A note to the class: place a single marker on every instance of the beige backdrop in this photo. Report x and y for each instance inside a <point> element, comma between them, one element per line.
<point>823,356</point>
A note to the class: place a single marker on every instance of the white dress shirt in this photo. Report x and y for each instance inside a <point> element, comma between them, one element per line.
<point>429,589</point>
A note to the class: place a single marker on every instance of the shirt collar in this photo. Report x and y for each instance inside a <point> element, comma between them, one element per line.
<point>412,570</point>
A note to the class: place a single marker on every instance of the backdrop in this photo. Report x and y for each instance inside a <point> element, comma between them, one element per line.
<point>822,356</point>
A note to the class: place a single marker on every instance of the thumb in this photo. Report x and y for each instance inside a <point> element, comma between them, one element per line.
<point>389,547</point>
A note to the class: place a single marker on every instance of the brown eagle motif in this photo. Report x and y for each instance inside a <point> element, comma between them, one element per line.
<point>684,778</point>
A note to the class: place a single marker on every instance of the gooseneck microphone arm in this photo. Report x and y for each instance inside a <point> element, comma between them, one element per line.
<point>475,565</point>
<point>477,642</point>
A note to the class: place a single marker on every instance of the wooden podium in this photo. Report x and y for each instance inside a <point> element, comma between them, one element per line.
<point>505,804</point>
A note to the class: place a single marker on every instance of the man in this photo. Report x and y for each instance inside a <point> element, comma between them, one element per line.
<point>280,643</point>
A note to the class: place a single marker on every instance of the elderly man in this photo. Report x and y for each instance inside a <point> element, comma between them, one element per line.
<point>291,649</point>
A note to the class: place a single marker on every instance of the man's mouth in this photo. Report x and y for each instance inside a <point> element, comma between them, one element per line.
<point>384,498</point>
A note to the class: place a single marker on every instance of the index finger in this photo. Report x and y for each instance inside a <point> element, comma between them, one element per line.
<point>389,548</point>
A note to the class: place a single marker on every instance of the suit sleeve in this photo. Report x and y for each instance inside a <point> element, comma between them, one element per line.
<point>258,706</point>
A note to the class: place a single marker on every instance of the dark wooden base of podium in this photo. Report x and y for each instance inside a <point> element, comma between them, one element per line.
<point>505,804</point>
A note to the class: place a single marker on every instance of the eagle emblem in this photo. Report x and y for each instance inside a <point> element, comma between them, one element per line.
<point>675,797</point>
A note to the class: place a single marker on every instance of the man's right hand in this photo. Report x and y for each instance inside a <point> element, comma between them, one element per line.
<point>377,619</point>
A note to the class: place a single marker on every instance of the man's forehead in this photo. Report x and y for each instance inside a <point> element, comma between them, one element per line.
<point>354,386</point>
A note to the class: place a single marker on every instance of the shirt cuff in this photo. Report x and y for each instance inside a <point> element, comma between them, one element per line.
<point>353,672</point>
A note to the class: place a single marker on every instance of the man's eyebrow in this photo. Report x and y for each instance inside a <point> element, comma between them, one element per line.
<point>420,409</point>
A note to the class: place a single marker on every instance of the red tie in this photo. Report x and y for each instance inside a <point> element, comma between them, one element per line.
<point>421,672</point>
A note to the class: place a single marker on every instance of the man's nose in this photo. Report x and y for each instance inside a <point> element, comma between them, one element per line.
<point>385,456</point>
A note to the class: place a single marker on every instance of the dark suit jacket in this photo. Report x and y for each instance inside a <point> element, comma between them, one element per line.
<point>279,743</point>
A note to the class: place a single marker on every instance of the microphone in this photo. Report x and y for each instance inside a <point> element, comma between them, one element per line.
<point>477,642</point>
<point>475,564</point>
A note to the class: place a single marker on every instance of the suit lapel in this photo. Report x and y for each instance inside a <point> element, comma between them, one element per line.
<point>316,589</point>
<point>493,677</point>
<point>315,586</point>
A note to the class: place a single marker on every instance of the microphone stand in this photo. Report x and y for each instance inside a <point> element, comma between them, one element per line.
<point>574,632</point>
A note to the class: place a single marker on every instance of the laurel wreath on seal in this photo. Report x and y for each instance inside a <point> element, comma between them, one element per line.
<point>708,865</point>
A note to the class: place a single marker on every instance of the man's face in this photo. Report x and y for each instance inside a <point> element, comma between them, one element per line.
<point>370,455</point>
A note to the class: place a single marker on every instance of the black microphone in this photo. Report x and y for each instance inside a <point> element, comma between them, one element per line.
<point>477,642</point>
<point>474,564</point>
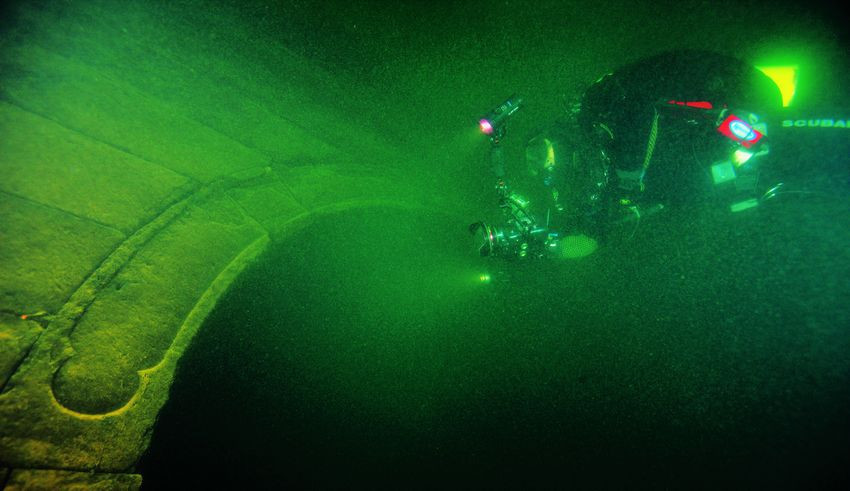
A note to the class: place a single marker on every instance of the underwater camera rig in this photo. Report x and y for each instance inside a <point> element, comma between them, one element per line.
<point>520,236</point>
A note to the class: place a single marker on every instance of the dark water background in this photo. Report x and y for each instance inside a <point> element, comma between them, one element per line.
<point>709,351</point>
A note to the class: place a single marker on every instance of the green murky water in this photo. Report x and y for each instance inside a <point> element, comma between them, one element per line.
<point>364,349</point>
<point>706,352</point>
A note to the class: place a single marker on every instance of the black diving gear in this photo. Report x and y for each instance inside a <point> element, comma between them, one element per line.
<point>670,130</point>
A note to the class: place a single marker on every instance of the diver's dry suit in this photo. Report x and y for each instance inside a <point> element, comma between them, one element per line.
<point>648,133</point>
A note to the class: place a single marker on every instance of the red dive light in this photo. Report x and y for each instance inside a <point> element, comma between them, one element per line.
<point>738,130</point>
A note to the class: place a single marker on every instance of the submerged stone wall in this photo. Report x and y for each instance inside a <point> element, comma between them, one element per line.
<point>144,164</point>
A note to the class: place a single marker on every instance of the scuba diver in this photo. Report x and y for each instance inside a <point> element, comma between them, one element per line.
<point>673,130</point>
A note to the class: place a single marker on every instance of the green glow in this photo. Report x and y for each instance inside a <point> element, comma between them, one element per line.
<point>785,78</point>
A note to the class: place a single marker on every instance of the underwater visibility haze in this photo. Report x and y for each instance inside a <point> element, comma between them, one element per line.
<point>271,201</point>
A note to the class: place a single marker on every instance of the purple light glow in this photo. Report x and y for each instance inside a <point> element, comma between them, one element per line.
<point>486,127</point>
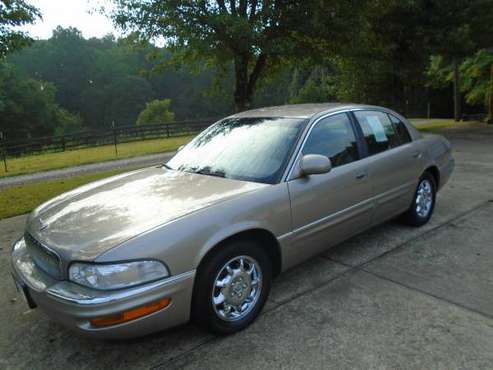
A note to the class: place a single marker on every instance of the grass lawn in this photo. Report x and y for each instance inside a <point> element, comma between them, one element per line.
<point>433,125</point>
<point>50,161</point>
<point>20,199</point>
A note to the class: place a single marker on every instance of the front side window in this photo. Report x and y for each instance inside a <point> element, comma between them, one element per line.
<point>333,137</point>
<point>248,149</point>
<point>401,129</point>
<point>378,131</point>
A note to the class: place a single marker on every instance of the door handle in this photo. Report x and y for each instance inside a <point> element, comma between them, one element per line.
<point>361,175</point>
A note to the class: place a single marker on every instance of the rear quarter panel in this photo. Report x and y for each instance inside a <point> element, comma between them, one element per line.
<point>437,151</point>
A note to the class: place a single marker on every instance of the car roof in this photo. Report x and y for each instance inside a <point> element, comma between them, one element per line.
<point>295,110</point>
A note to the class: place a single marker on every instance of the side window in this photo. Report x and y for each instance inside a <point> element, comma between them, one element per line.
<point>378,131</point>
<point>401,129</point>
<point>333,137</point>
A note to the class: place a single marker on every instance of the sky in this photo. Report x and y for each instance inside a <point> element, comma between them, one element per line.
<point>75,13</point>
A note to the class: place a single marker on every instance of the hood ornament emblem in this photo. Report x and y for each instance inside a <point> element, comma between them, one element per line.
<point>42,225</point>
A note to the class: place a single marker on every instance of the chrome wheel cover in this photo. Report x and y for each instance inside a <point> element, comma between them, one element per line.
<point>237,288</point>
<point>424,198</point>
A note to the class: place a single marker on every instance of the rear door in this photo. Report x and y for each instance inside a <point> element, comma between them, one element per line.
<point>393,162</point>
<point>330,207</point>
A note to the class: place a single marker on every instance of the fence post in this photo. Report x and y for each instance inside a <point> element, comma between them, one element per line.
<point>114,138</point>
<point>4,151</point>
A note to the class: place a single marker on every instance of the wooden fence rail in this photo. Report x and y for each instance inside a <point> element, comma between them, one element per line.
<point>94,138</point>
************
→ Do this
Please rescale the rows starting with the line that contains "of the laurel" and going on through the line that contains "<point>738,130</point>", both included. Write out each request unchanged and multiply every point coordinate in the answers by 0.9, rounding to whole numbers with halves going up. Give only those lines, and leave out the pictures.

→ The reply
A note to the class: place a single marker on every instance of the laurel wreath on seal in this photo. Report x and y for each instance inside a <point> element, comma between them, one element per line.
<point>637,779</point>
A note to the class: place a single marker on every instance of the man's face in this photo. Report x and y for each instance inside a <point> element, comma between them, one element per line.
<point>333,410</point>
A note to the class: place a single marker on every instance of the black microphone in this photo. Report x and y for each instance inside a <point> element, comma between them, one element per line.
<point>429,578</point>
<point>427,508</point>
A note to the class: place a single marker on every instance of the underwater camera rig in this photo. Report x and y for each instance inside a <point> element, comma between them, one element per line.
<point>468,212</point>
A note to the class: place a single marker on every instance of the dark water background in this photo. Report x and y for each instance inside a <point> element, comma between them, one element per line.
<point>638,316</point>
A note to the class: place a single marker on every instance of the green murky water in this photo. Report x and y for each instance inside a <point> element, comma between them, one element per line.
<point>328,314</point>
<point>635,317</point>
A note to the class: place a single marker on every instance of the black diving gear in this photo. Report x and y for each instance inside a <point> element, comma between them, one element per line.
<point>603,117</point>
A note to the class: place a single marker on every instance of the diver's dry suit in this photo. Report x and y for each instance inside a <point> element, comma between them, one element per line.
<point>583,120</point>
A note to the class: place a single marker on every instance of the red dive light in this photo. Report x and y for each instance inside a <point> element, comma between them, one element per line.
<point>664,117</point>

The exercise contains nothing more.